• VORLIEGENDER TEXT
============================================================

Protocol of the Session on June 1, 2017

(Zwischenruf Abg. Höhn, SPD: Das sind Be- leidigungen!)

Wann immer es geht – das ist ja die Folge –, hätschelt und tätschelt Herr Hoff …

(Unruhe SPD)

Herr Abgeordneter Brandner, ich habe Sie gewarnt. Als „ehrlos“ wird hier in diesem Haus kein Abgeordneter bezeichnet. Dafür erteile ich Ihnen einen Ordnungsruf.

Wenn das so ist!

Wozu führt das in dem Hause? Herr Hoff sitzt gerade da oben. Herr Hoff,

(Zwischenruf Abg. Hey, SPD: Sie haben das nicht zu kommentieren!)

wann immer es geht bei Ihnen, hätscheln und tätscheln Sie ja bekanntlich die ehemaligen AfDler, um Ihre rot-grüne Mehrheit zu erhalten. Da ist es auch fast peinlich, wie Sie schon, wenn Sie hier hineinkommen, fast einen Kotau vor diesen beiden Bänken machen, wo normalerweise Herr Krumpe und Herr Gentele sitzen.

Sie sehen also an diesem 6. Thüringer Landtag, dass die Sperrklausel die Stabilität weder negativ beeinflusst noch Instabilität verhindert. Die Zersplitterung im Parlament findet völlig unabhängig von der Parteizugehörigkeit der Abgeordneten statt – Parteizugehörigkeit Gentele: AfD; Parteizugehörigkeit Krumpe: AfD; Parteizugehörigkeit Helmerich: AfD. Übrigens, Oskar, du hast das Wahlprogramm, worin das steht, was wir jetzt hier behandeln, maßgeblich mit ausgearbeitet. Ich bin mal gespannt, wie du gleich abstimmst oder ob du auch von politischer Demenz befallen bist.

Meine Damen und Herren, es gibt zahlreiche Beispiele aus der Parlamentsgeschichte, in denen sich die Mehrheitsverhältnisse im Parlament im Laufe einer Wahlperiode geändert haben. Auf jeden Fall – und das steht fest in Thüringen – sichern heute nicht nur drei politische Kräfte in Thüringen den Fortbestand dieser Links-Regierung, sondern faktisch fünf, nämlich die Roten, die anderen Roten, die Grünen, die Krumpes und die Genteles. Das sind fünf Kräfte, die Sie offenbar auch unter einen Hut bekommen. Also wo soll das Problem sein, wenn zwei oder drei Parteien mehr im Landtag sitzen?

Für die Stabilität der Ramelow-Regierung leisten Benjamin Hoffs faktische Kniefälle zu Beginn jeder Landtagssitzung vor den Tischen von Herrn Krumpe und Herrn Gentele mehr, als jede Sperrklausel es je vermochte. Herr Hoff ist also insoweit der Stabilitätsanker dieser Regierung.

============================================================

• AUSZUG DER DATEN
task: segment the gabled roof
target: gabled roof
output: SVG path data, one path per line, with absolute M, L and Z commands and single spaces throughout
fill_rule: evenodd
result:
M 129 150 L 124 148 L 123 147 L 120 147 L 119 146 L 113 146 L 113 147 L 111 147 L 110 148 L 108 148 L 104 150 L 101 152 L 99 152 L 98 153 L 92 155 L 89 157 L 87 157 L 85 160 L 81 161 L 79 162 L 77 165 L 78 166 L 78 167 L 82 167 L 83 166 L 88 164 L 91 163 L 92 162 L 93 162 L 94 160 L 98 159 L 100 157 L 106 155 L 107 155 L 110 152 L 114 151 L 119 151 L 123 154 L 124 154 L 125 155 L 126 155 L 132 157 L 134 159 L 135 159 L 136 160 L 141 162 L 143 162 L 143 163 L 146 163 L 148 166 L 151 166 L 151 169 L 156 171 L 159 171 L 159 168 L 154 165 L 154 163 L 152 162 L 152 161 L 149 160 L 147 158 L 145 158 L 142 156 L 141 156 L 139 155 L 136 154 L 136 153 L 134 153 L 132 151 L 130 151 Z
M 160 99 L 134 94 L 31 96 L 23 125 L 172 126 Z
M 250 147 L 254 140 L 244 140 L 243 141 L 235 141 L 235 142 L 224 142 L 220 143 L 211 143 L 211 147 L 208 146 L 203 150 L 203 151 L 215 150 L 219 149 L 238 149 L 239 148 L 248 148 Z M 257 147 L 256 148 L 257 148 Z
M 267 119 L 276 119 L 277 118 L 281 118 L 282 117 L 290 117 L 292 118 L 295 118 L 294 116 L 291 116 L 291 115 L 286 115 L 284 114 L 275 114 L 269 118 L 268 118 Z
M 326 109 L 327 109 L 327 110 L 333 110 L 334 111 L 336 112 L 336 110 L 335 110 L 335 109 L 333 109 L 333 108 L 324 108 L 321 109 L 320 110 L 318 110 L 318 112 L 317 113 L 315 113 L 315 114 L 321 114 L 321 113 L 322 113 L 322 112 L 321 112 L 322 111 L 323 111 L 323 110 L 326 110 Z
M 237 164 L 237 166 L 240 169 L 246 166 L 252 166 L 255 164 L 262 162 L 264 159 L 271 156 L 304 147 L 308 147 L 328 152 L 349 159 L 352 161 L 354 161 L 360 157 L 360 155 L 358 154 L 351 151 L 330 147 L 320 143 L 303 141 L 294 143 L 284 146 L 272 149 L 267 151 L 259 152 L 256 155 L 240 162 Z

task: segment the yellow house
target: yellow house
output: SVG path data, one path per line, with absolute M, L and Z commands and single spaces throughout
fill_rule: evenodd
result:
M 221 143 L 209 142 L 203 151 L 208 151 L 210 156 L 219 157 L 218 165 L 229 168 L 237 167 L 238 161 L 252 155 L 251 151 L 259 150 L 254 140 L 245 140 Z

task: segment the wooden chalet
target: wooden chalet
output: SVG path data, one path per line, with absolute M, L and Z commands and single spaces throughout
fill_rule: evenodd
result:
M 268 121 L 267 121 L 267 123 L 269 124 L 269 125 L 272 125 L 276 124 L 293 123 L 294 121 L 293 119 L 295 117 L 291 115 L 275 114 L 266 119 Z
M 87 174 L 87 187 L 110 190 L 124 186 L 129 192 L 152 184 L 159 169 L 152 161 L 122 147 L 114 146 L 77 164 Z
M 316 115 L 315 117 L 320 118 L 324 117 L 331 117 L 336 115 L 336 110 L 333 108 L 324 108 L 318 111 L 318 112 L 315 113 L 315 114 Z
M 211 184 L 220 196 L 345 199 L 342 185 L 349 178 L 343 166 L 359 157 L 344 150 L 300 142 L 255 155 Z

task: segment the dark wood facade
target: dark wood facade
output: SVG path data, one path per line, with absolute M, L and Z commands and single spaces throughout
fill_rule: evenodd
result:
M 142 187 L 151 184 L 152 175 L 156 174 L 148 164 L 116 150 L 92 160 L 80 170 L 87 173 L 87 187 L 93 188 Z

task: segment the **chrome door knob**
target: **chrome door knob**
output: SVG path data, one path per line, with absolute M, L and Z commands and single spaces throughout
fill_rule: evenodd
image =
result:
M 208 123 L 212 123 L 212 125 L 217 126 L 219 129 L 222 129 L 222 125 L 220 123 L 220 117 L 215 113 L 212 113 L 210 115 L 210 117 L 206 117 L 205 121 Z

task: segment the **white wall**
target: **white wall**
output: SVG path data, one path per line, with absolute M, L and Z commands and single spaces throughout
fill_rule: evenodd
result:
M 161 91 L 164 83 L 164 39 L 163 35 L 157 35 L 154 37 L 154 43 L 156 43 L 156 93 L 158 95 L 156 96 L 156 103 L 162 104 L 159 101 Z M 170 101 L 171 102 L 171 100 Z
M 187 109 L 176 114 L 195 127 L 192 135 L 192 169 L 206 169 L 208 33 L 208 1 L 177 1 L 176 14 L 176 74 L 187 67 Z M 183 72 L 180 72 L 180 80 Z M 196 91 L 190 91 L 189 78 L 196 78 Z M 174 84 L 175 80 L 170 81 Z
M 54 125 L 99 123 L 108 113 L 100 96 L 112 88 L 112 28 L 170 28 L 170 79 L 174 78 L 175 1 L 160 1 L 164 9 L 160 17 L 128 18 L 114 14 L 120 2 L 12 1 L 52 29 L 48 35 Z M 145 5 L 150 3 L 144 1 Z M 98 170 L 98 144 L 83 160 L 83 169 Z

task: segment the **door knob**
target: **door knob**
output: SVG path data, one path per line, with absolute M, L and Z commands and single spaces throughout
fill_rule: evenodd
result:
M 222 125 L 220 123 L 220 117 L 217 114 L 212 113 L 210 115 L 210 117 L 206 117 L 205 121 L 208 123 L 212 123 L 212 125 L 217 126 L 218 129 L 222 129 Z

============================================================

• ARBEITSAUFTRÄGE
A) Fassen Sie den Protokollauszug in zwei Sätzen zusammen.
B) Setzen Sie den Protokollauszug zur Landtagsdebatte über die Sperrklausel nach seinem letzten Satz fort.
Die Einträge werden hier nicht gebraucht.

• ANTWORTEN NACHEINANDER
A) Der Abgeordnete Brandner erhält einen Ordnungsruf, weil in diesem Haus kein Abgeordneter als „ehrlos“ bezeichnet wird. Im weiteren Redebeitrag wird Herrn Hoff vorgeworfen, die ehemaligen AfDler zu hätscheln, um die rot-grüne Mehrheit zu erhalten, und am Beispiel des 6. Thüringer Landtags wird gefolgert, dass die Sperrklausel die Stabilität weder negativ beeinflusst noch Instabilität verhindert.

B)
Schließlich, weil auch das anklang – Herr Scherer, ich habe am Anfang Ihrer Vorlesung auch gefolgt –, ist auch zu berücksichtigen – und das unterstreicht die Ehrlichkeit meiner Fraktion –, wir machen diesen Vorschlag aus einer Position der Stärke. Die letzte Meinungsumfrage sah uns in Thüringen bei 19 Prozent. Die nächste wird erwartet für Ende des Monats und ich bin sicher, dass wir dann eine gute Zwei vor dem Komma haben. Aus einer Position der Stärke, wo wir in Thüringen um die 20 Prozent der Wähler hinter uns vereinigen, machen wir ganz ehrlich den Vorschlag und sagen: „Senken wir doch die Sperrklausel“, und wissen natürlich dabei genau, dass wir dadurch die zwischenzeitlich sehr verblasste FDP parlamentarisch wieder auferstehen lassen würden. Das wäre wahrscheinlich ein Kollateralschaden, aber der macht uns nichts aus, denn wir wollen Parteien nicht durch Sperrklauseln aus dem Parlament fernhalten, sondern wir wollen sie dann im Parlament mit politischen Argumenten

überzeugen und kleinhalten, und das wird auch so funktionieren. Schließlich wäre nicht nur das Wiederauferstehen der FDP möglicherweise so etwas, sondern wir würden auch das parlamentarische Leben der grünen Resterampe und der SPDisten im Thüringer Landtag verlängern. Also was, meine Damen und Herren, soll daran schlecht sein?

(Beifall AfD)

Mit anderen Worten: Es gibt nur Gutes von hier vorn zu berichten. Das habe ich in den letzten 18 Minuten getan. Abschließend beantrage ich formell die Überweisung beider Gesetzentwürfe an den Innen- und Kommunalausschuss sowie an den Ausschuss für Migration, Justiz und Verbraucherschutz, wobei letzterer bitte federführend sein sollte. Vielen Dank.

(Beifall AfD)

Für die Fraktion der SPD hat Abgeordnete Marx das Wort.

Wenn ich jetzt so viele Ordnungsrufe frei hätte wie der Kollege Brandner, dann hätte ich ja – aber ich mache es nicht.

Frau Präsidentin, verehrte Kolleginnen und Kollegen, nachdem wir nun den Unernst des Anliegens der AfD beredt vermittelt bekommen haben, möchte ich mich hier doch mal relativ kurzfassen. Wir haben von den ernsthaften juristischen Argumenten hier schon sehr vieles gehört, da kann ich mich Manfred Scherer und auch den Kollegen aus der Koalition anschließen.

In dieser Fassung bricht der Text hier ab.